#### Data:
⁂

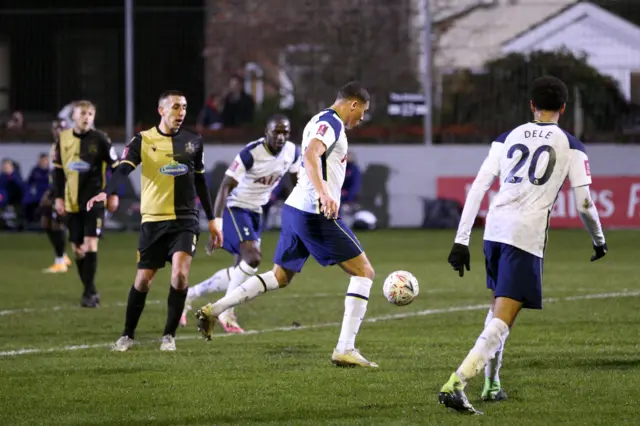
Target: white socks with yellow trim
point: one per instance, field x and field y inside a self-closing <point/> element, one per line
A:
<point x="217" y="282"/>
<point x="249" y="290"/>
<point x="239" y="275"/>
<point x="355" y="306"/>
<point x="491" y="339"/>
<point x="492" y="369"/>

⁂

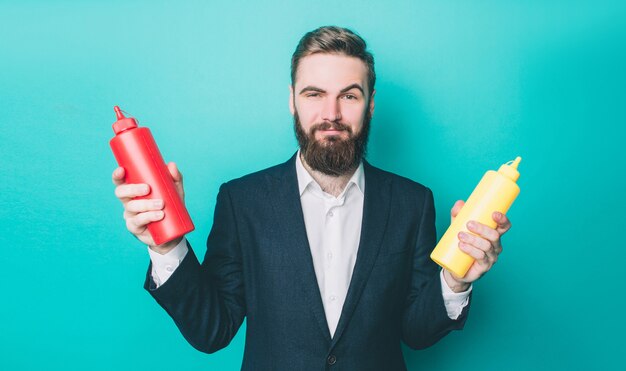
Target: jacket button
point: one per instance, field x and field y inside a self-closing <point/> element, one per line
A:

⁂

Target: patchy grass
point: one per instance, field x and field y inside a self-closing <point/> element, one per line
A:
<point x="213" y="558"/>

⁂

#### Written task:
Collect every line in the items above that contains the word "Target", matching its capitalization exactly.

#### Written solution:
Target: white socks with yellow trim
Target: jacket button
Target: patchy grass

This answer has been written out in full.